/---

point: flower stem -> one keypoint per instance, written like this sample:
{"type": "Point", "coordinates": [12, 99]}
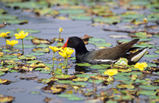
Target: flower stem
{"type": "Point", "coordinates": [12, 50]}
{"type": "Point", "coordinates": [6, 43]}
{"type": "Point", "coordinates": [53, 60]}
{"type": "Point", "coordinates": [59, 36]}
{"type": "Point", "coordinates": [66, 63]}
{"type": "Point", "coordinates": [22, 47]}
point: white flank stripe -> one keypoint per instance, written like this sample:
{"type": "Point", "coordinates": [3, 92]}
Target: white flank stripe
{"type": "Point", "coordinates": [137, 57]}
{"type": "Point", "coordinates": [103, 60]}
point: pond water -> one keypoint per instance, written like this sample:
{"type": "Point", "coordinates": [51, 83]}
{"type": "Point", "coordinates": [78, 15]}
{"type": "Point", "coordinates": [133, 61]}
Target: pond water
{"type": "Point", "coordinates": [48, 27]}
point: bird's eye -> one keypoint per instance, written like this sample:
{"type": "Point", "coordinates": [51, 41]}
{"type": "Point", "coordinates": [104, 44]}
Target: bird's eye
{"type": "Point", "coordinates": [70, 41]}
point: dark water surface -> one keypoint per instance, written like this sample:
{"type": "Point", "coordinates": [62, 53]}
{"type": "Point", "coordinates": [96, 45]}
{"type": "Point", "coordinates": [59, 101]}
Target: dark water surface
{"type": "Point", "coordinates": [48, 26]}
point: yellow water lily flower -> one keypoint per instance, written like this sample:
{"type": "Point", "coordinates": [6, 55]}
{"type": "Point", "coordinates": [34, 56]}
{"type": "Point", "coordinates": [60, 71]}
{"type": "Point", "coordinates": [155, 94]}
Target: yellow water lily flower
{"type": "Point", "coordinates": [21, 35]}
{"type": "Point", "coordinates": [60, 29]}
{"type": "Point", "coordinates": [111, 72]}
{"type": "Point", "coordinates": [12, 42]}
{"type": "Point", "coordinates": [54, 49]}
{"type": "Point", "coordinates": [145, 20]}
{"type": "Point", "coordinates": [66, 52]}
{"type": "Point", "coordinates": [63, 54]}
{"type": "Point", "coordinates": [141, 66]}
{"type": "Point", "coordinates": [3, 34]}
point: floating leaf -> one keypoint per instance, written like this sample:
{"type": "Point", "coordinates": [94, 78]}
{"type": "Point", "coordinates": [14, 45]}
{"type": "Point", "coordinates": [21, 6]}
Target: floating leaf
{"type": "Point", "coordinates": [97, 67]}
{"type": "Point", "coordinates": [79, 84]}
{"type": "Point", "coordinates": [147, 93]}
{"type": "Point", "coordinates": [64, 81]}
{"type": "Point", "coordinates": [157, 51]}
{"type": "Point", "coordinates": [97, 40]}
{"type": "Point", "coordinates": [83, 64]}
{"type": "Point", "coordinates": [95, 81]}
{"type": "Point", "coordinates": [29, 38]}
{"type": "Point", "coordinates": [30, 31]}
{"type": "Point", "coordinates": [25, 5]}
{"type": "Point", "coordinates": [151, 56]}
{"type": "Point", "coordinates": [1, 73]}
{"type": "Point", "coordinates": [43, 50]}
{"type": "Point", "coordinates": [6, 99]}
{"type": "Point", "coordinates": [80, 17]}
{"type": "Point", "coordinates": [71, 11]}
{"type": "Point", "coordinates": [35, 92]}
{"type": "Point", "coordinates": [151, 65]}
{"type": "Point", "coordinates": [25, 46]}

\---

- Prompt -
Render all of the data above as a JSON list of strings, one string per line, skipping blank lines. Leave the pictures out.

- Full response -
[
  "point: flower stem -> one keypoint per instance, written like this sample:",
  "{\"type\": \"Point\", \"coordinates\": [12, 99]}",
  "Target: flower stem",
  "{\"type\": \"Point\", \"coordinates\": [12, 50]}",
  "{\"type\": \"Point\", \"coordinates\": [6, 43]}",
  "{\"type\": \"Point\", \"coordinates\": [53, 60]}",
  "{\"type\": \"Point\", \"coordinates\": [59, 36]}",
  "{\"type\": \"Point\", \"coordinates\": [66, 63]}",
  "{\"type\": \"Point\", \"coordinates\": [22, 47]}",
  "point: white flank stripe -> one keypoint per instance, written like this sample:",
  "{\"type\": \"Point\", \"coordinates\": [3, 92]}",
  "Target: white flank stripe",
  "{\"type\": \"Point\", \"coordinates\": [137, 57]}",
  "{\"type\": \"Point\", \"coordinates\": [103, 60]}",
  "point: pond water -> one keypoint per instance, written like this sample:",
  "{\"type\": \"Point\", \"coordinates\": [51, 83]}",
  "{\"type\": \"Point\", \"coordinates\": [78, 15]}",
  "{\"type\": \"Point\", \"coordinates\": [133, 61]}",
  "Target: pond water",
  "{\"type\": \"Point\", \"coordinates\": [48, 27]}",
  "point: bird's eye -> one keypoint per instance, written like this sample:",
  "{\"type\": \"Point\", \"coordinates\": [51, 41]}",
  "{\"type\": \"Point\", \"coordinates\": [104, 44]}",
  "Target: bird's eye",
  "{\"type\": \"Point\", \"coordinates\": [70, 41]}",
  "point: dark water surface -> one keypoint per instance, written like this sample:",
  "{\"type\": \"Point\", \"coordinates\": [62, 53]}",
  "{\"type\": \"Point\", \"coordinates\": [96, 45]}",
  "{\"type\": \"Point\", \"coordinates\": [59, 101]}",
  "Target: dark water surface",
  "{\"type\": \"Point\", \"coordinates\": [48, 26]}",
  "point: yellow water lily flower -> one keypoint per instance, written like this sample:",
  "{\"type\": \"Point\", \"coordinates\": [6, 55]}",
  "{\"type\": \"Point\", \"coordinates\": [34, 56]}",
  "{\"type\": \"Point\", \"coordinates\": [60, 71]}",
  "{\"type\": \"Point\", \"coordinates\": [155, 94]}",
  "Target: yellow water lily flower",
  "{\"type\": \"Point\", \"coordinates\": [21, 35]}",
  "{\"type\": \"Point\", \"coordinates\": [60, 29]}",
  "{\"type\": \"Point\", \"coordinates\": [111, 72]}",
  "{\"type\": \"Point\", \"coordinates\": [12, 42]}",
  "{\"type\": \"Point\", \"coordinates\": [54, 49]}",
  "{\"type\": \"Point\", \"coordinates\": [145, 20]}",
  "{\"type\": \"Point\", \"coordinates\": [66, 52]}",
  "{\"type\": \"Point\", \"coordinates\": [63, 54]}",
  "{\"type\": \"Point\", \"coordinates\": [141, 66]}",
  "{\"type\": \"Point\", \"coordinates\": [3, 34]}",
  "point: floating leaf -> one keypoint per instance, written like this sample:",
  "{\"type\": \"Point\", \"coordinates\": [94, 78]}",
  "{\"type\": \"Point\", \"coordinates\": [14, 45]}",
  "{\"type\": \"Point\", \"coordinates\": [21, 6]}",
  "Target: floating leaf",
  "{\"type\": \"Point\", \"coordinates\": [97, 67]}",
  "{\"type\": \"Point\", \"coordinates\": [79, 84]}",
  "{\"type\": \"Point\", \"coordinates\": [147, 93]}",
  "{\"type\": \"Point\", \"coordinates\": [64, 81]}",
  "{\"type\": \"Point\", \"coordinates\": [157, 51]}",
  "{\"type\": \"Point\", \"coordinates\": [97, 40]}",
  "{\"type\": \"Point\", \"coordinates\": [83, 64]}",
  "{\"type\": \"Point\", \"coordinates\": [95, 81]}",
  "{\"type\": \"Point\", \"coordinates\": [29, 38]}",
  "{\"type\": \"Point\", \"coordinates\": [30, 31]}",
  "{\"type\": \"Point\", \"coordinates\": [25, 5]}",
  "{\"type\": \"Point\", \"coordinates\": [151, 56]}",
  "{\"type\": \"Point\", \"coordinates\": [1, 73]}",
  "{\"type\": \"Point\", \"coordinates\": [43, 50]}",
  "{\"type\": \"Point\", \"coordinates\": [6, 99]}",
  "{\"type\": \"Point\", \"coordinates\": [80, 17]}",
  "{\"type\": \"Point\", \"coordinates\": [71, 11]}",
  "{\"type\": \"Point\", \"coordinates\": [35, 92]}",
  "{\"type\": \"Point\", \"coordinates\": [151, 65]}",
  "{\"type\": \"Point\", \"coordinates\": [25, 46]}"
]